Entries for locating named things
## start

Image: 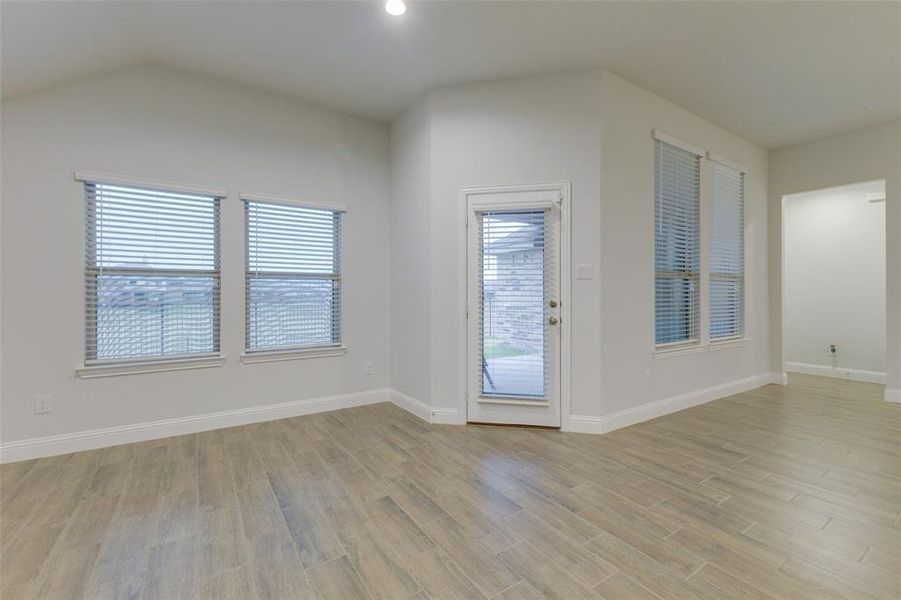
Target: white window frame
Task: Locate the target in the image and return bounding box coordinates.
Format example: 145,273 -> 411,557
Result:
651,129 -> 751,359
706,151 -> 748,349
239,192 -> 347,364
74,170 -> 227,379
651,129 -> 706,355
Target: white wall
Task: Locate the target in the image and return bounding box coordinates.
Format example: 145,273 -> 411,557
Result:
390,102 -> 431,401
428,71 -> 600,418
587,72 -> 769,415
392,71 -> 769,417
783,181 -> 885,377
0,67 -> 391,442
769,122 -> 901,402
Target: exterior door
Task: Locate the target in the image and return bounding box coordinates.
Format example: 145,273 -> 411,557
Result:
467,190 -> 562,427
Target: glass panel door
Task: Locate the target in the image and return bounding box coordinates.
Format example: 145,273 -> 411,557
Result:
466,187 -> 562,427
479,210 -> 547,400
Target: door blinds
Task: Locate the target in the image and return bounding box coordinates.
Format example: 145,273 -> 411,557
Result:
85,181 -> 220,364
475,210 -> 556,399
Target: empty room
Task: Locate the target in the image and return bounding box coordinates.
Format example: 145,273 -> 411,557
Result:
0,0 -> 901,600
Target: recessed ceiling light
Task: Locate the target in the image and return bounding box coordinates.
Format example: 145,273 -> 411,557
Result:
385,0 -> 407,17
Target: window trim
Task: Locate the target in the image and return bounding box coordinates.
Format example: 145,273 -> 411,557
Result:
651,134 -> 707,356
73,169 -> 228,366
238,192 -> 347,354
705,151 -> 748,342
75,353 -> 226,379
651,134 -> 751,360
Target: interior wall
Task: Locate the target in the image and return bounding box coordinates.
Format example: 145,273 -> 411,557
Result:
783,181 -> 885,377
0,67 -> 391,442
769,122 -> 901,402
600,71 -> 769,414
428,71 -> 601,418
392,71 -> 769,419
390,101 -> 431,402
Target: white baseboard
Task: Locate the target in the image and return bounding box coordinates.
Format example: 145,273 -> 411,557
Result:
390,390 -> 461,425
0,389 -> 390,463
785,362 -> 885,383
569,373 -> 772,433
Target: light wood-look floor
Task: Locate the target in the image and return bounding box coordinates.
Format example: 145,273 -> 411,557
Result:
0,376 -> 901,600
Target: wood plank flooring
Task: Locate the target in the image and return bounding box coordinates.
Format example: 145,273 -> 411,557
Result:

## end

Convert every line of the data above into a numbered list, dropping any blank lines and leaving out the pictures.

◆ **Result of the exercise**:
1. Image: 
2. Target: white window frame
3. Task: Locate the target in the image and return bounding box coordinates.
4. Format example: 145,273 -> 411,557
5. Result:
6. 651,129 -> 751,359
7. 706,151 -> 748,349
8. 239,192 -> 347,364
9. 74,170 -> 227,379
10. 651,129 -> 706,355
11. Target: white wall
12. Task: Locate the target in the image and return bounding box coordinates.
13. Format example: 145,273 -> 411,557
14. Result:
15. 390,102 -> 431,401
16. 428,71 -> 600,418
17. 587,72 -> 769,415
18. 392,71 -> 769,417
19. 783,181 -> 885,377
20. 0,67 -> 391,442
21. 769,122 -> 901,402
22. Target: exterior door
23. Task: Locate the target in the image and return bounding box coordinates.
24. Format example: 145,273 -> 411,557
25. Result:
26. 467,190 -> 562,427
27. Target: glass panel door
28. Task: Locate the target in the image and return bounding box coordinates.
29. Format example: 145,273 -> 411,557
30. Result:
31. 466,187 -> 562,427
32. 479,210 -> 547,400
33. Target: door blinds
34. Task: Locate the target in the image and return bounding box coordinates.
35. Format example: 145,273 -> 411,557
36. Result:
37. 85,181 -> 220,364
38. 475,210 -> 556,399
39. Target: empty room
40. Task: Locate the target in the image and return bounding box coordinates.
41. Format example: 145,273 -> 411,557
42. Result:
43. 0,0 -> 901,600
44. Target: recessed ceiling light
45. Task: Locate the target in the image and return bounding box coordinates.
46. Format example: 145,273 -> 411,557
47. Result:
48. 385,0 -> 407,17
49. Target: window trim
50. Task: Locate the target in the image and return bounding box coordinates.
51. Format example: 145,273 -> 411,557
52. Result:
53. 651,134 -> 707,356
54. 73,169 -> 228,366
55. 238,192 -> 347,354
56. 705,151 -> 748,342
57. 75,353 -> 226,379
58. 651,134 -> 751,360
59. Target: interior wall
60. Task: Locate the target in the image and return bounding box coordinates.
61. Format example: 145,273 -> 411,557
62. Result:
63. 783,181 -> 885,377
64. 0,67 -> 391,442
65. 769,122 -> 901,402
66. 600,71 -> 769,414
67. 428,71 -> 601,418
68. 392,71 -> 769,419
69. 390,101 -> 431,402
70. Target: white baseboard
71. Task: Locate the target in the image and return bounding box coordinates.
72. Format example: 145,273 -> 411,557
73. Result:
74. 390,390 -> 461,425
75. 0,389 -> 390,463
76. 785,362 -> 885,383
77. 569,373 -> 772,433
78. Target: light wood-look floor
79. Task: Locate the target in the image and return bounding box coordinates.
80. Format example: 145,273 -> 411,557
81. Result:
82. 0,376 -> 901,600
83. Target: wood plank flooring
84. Task: Locate the target in the image and return bounding box coordinates.
85. Format example: 145,273 -> 411,557
86. Result:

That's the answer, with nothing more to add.